*Goal of the exercise*. Copy each line from the records below in which the word "pebble" is found.

┌────────

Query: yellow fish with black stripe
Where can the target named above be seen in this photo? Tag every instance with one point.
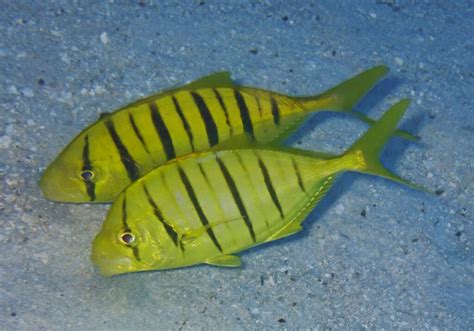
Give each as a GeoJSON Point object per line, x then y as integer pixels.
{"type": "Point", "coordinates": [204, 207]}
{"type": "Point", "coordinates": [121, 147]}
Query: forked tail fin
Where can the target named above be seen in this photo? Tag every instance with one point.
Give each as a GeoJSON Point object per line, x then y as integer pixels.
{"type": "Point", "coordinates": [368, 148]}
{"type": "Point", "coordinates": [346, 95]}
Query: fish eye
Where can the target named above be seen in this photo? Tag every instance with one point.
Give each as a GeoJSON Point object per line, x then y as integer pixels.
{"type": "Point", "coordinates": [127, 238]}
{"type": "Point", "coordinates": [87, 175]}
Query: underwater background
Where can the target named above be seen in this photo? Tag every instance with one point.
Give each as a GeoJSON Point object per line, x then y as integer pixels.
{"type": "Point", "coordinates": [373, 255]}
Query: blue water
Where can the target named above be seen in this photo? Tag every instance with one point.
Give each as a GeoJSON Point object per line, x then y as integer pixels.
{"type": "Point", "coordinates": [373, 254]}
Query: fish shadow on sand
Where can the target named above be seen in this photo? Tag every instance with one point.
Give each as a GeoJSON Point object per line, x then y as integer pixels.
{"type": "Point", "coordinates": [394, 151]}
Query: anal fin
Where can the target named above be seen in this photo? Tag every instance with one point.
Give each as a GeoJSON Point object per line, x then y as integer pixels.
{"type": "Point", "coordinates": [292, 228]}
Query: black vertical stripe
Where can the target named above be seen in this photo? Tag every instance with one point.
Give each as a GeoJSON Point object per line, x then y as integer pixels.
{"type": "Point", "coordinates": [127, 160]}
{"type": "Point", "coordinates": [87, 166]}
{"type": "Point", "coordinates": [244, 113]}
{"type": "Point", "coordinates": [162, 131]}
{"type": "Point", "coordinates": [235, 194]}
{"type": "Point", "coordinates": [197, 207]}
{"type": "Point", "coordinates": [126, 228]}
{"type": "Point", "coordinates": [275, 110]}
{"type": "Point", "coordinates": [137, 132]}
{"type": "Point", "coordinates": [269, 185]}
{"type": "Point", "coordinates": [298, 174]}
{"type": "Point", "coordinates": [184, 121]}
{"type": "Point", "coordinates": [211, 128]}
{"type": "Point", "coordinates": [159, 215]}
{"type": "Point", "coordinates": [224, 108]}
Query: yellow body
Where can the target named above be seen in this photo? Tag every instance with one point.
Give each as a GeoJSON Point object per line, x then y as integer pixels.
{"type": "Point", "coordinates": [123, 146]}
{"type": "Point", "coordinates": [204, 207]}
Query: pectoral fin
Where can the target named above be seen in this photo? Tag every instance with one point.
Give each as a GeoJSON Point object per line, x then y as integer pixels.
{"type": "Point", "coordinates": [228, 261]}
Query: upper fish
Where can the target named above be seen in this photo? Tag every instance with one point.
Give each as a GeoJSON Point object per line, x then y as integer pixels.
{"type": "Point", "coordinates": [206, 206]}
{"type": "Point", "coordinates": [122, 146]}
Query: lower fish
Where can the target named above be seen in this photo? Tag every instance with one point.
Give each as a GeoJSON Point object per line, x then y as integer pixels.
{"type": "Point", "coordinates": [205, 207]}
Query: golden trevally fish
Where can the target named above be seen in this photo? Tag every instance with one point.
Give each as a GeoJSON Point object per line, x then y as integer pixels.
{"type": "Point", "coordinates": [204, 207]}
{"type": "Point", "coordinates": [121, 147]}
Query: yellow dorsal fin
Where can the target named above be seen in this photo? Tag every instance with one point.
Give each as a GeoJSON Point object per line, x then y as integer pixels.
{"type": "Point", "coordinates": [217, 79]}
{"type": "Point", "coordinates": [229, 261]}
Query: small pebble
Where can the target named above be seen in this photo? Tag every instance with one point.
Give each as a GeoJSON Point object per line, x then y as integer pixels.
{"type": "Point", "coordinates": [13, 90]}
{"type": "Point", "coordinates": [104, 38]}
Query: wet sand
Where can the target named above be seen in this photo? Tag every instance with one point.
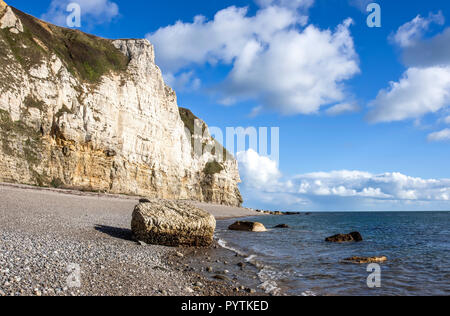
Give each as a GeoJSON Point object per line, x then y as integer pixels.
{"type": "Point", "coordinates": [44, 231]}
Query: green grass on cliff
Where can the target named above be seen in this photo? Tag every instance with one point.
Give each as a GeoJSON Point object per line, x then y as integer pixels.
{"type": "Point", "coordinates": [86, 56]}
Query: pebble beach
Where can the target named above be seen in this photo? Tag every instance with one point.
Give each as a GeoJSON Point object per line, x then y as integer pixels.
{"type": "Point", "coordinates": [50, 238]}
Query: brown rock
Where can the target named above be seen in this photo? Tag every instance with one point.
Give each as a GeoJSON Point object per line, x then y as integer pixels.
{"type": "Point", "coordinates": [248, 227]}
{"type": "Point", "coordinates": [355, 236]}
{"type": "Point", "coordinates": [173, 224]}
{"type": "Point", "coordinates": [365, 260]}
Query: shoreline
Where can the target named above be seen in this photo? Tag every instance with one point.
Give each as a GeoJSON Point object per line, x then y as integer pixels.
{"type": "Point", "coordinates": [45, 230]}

└────────

*Response to this exercise*.
Query: small pebble
Query: pebble beach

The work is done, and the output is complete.